Dataset excerpt:
****************

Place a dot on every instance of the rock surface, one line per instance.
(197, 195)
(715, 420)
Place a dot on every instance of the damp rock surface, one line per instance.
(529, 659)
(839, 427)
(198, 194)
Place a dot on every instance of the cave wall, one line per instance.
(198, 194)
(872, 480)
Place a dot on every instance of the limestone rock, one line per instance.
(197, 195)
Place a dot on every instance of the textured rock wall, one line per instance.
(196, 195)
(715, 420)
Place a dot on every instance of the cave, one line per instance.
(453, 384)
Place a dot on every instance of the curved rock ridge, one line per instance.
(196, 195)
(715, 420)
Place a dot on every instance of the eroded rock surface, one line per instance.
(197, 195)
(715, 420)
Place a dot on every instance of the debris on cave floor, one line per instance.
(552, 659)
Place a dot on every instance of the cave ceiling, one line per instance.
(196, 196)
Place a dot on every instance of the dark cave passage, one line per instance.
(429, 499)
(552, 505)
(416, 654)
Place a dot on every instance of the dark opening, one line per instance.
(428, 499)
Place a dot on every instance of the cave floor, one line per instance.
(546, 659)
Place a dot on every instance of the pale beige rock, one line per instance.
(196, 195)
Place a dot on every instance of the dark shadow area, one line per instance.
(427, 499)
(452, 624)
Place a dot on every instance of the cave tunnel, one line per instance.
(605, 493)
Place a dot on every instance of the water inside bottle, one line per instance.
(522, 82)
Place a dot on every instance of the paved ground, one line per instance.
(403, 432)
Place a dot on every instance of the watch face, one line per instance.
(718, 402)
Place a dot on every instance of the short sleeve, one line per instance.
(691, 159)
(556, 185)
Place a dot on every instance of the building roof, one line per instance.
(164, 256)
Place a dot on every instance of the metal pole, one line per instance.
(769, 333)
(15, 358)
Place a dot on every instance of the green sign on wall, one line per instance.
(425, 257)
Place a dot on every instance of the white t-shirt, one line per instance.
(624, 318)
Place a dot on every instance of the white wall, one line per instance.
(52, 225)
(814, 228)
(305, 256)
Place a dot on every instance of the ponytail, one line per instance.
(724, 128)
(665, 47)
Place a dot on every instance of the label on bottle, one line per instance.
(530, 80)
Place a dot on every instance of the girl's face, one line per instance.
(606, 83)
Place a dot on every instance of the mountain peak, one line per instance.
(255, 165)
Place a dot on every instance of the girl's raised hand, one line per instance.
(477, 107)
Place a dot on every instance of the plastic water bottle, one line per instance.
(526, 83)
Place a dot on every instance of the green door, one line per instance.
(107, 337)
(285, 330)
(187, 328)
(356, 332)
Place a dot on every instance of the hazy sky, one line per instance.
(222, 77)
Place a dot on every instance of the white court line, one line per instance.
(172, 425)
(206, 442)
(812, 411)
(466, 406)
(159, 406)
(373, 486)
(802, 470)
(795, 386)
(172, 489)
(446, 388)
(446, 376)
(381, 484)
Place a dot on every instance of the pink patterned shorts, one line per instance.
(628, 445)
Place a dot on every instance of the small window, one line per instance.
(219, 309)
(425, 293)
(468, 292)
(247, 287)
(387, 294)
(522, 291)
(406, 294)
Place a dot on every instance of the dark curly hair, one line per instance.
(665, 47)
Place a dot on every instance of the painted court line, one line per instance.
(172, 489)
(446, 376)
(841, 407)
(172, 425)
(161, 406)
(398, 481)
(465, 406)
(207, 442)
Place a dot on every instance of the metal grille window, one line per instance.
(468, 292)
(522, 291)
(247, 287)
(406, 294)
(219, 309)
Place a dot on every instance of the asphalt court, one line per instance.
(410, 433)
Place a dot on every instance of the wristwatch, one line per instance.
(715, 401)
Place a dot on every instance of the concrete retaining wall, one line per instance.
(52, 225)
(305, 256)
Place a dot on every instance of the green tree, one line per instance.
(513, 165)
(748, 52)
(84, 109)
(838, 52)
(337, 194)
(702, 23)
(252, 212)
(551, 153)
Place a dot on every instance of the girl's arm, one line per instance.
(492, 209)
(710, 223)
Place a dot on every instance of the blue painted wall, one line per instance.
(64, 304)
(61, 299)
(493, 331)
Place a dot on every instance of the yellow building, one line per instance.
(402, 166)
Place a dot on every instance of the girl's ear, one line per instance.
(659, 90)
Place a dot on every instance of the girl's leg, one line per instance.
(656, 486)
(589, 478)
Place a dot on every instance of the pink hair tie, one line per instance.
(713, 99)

****************

All entries must be repeated verbatim.

Place a dot on every instance of the rock surface, one line per instance.
(197, 195)
(715, 420)
Place a dot on every instance of the damp rock surface, one line per instance.
(529, 659)
(839, 427)
(198, 194)
Place a dot on every instance of the cave wall, one line per instance.
(198, 194)
(872, 480)
Place a dot on every instance of the limestone rock, one line per instance.
(197, 195)
Place a dot on every instance of the textured rock wall, one line per instance.
(196, 195)
(715, 420)
Place a dot on every instance of the cave, one line per instance.
(453, 384)
Place a dot on every instance of the curved rock ridge, one line per instance.
(196, 195)
(715, 420)
Place a dot on every instance of the eroded rock surface, one line per instance.
(197, 195)
(715, 420)
Place a dot on every instance of the debris on cave floor, one line per instance.
(552, 659)
Place a dot on every instance of the cave ceiling, one line per instance.
(196, 196)
Place a dot on every instance of the dark cave passage, one line per instance.
(429, 499)
(552, 505)
(416, 654)
Place a dot on every instance of the dark opening, one line per instance.
(428, 499)
Place a dot on every instance of the cave floor, one line per instance.
(546, 659)
Place a dot on every instance of the pale beige rock, one line per instance.
(196, 195)
Place a dot on every instance of the dark shadow area, one line per instance.
(427, 499)
(452, 624)
Place a dot on every instance of the cave tunnel, one line per instance.
(605, 493)
Place a dot on every instance of the water inside bottle, one line per instance.
(522, 82)
Place a dot on every instance of the paved ground, one line per instance.
(403, 432)
Place a dot on every instance of the watch face, one line per instance.
(718, 402)
Place a dot on every instance of the short sleeve, one line per instance.
(691, 159)
(556, 185)
Place a dot on every instance of the building roof, one line per instance.
(164, 256)
Place a dot on every instance of the metal pole, one line per instance.
(769, 333)
(15, 358)
Place a dot on every instance of the green sign on wall, one line per instance.
(425, 257)
Place a dot on every instance of the white t-shirt, one line per instance.
(624, 318)
Place a dot on every instance of the white wall, one line per instance.
(52, 225)
(814, 228)
(305, 256)
Place a dot on every instance of the ponytail, one line per instance.
(724, 128)
(665, 47)
Place a dot on every instance of the label on bottle, one line per instance.
(530, 80)
Place a dot on every instance of the girl's face, one line per instance.
(606, 83)
Place a dot on every instance of the mountain peak, one line per instance.
(255, 165)
Place a dot on every instance of the girl's raised hand, one line per instance.
(477, 107)
Place a dot on every instance of the plastic water bottle, one line per instance.
(526, 83)
Place a dot on every instance of the green door, one line per instance.
(107, 337)
(285, 330)
(187, 328)
(356, 332)
Place a dot on every instance of the hazy sky, one line per instance.
(222, 77)
Place a dot on every instance of the white court line, one line per instance.
(172, 425)
(206, 442)
(812, 411)
(466, 406)
(159, 406)
(373, 486)
(802, 470)
(795, 386)
(172, 489)
(446, 388)
(446, 376)
(381, 484)
Place a dot on every instance of the pink patterned shorts, one line per instance.
(628, 445)
Place a dot on every instance of the small window, one line per instance.
(219, 309)
(425, 293)
(468, 292)
(247, 287)
(387, 294)
(522, 291)
(406, 294)
Place a dot on every instance of the dark curly hair, one line per instance.
(665, 47)
Place a dot on every instance of the painted court line, one line per instance.
(172, 489)
(446, 376)
(841, 407)
(172, 425)
(161, 406)
(398, 481)
(465, 406)
(207, 442)
Place a dot on every instance of the metal grille window, one line per instance.
(468, 292)
(522, 291)
(247, 287)
(406, 294)
(219, 309)
Place a dot on every instance of the asphalt court, one line per instance.
(410, 433)
Place a dot on every instance of the wristwatch, one line per instance.
(715, 401)
Place a dot on every instance of the concrete retaining wall, one line per instance.
(52, 225)
(305, 256)
Place a dot on every instance of the green tree, one line per instance.
(513, 165)
(748, 52)
(84, 109)
(838, 52)
(337, 194)
(702, 23)
(252, 212)
(551, 153)
Place a dot on every instance of the girl's arm, one line per instance.
(492, 209)
(710, 223)
Place a dot on every instance of the blue painted wall, one line per instance.
(64, 304)
(61, 299)
(493, 331)
Place a dot on every instance of the yellow building, one line per instance.
(402, 166)
Place a dot on every instance of the girl's ear, one line per instance.
(659, 90)
Place a dot on every instance of the girl's leg, one line per instance.
(656, 486)
(589, 478)
Place a dot on every instance of the pink hair tie, one line per instance.
(713, 99)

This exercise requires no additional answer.